◆ **Try it**
Exactly reproduce the lines from the line that has "detect_objects — Locates the specified black" down to the last line of the entries, inclusive.

◆ **Data for the task**
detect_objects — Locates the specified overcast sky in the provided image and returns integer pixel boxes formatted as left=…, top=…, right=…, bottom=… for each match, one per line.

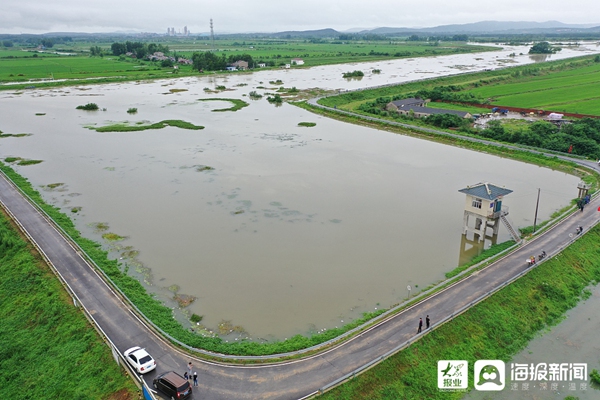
left=1, top=0, right=598, bottom=35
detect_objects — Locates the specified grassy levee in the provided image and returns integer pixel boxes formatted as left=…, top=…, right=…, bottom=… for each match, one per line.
left=0, top=208, right=137, bottom=399
left=317, top=226, right=600, bottom=399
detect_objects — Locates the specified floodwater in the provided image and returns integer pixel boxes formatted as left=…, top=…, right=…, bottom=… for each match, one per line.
left=0, top=43, right=597, bottom=339
left=463, top=285, right=600, bottom=400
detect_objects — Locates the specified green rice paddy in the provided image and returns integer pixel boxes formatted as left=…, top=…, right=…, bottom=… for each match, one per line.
left=467, top=63, right=600, bottom=114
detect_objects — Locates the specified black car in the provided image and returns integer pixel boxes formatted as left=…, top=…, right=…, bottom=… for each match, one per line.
left=153, top=371, right=192, bottom=399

◆ **Task result**
detect_objects — Locates the specified black car in the provided image and returns integer pixel boxes formatted as left=…, top=…, right=…, bottom=… for each match, one per line.
left=153, top=371, right=192, bottom=399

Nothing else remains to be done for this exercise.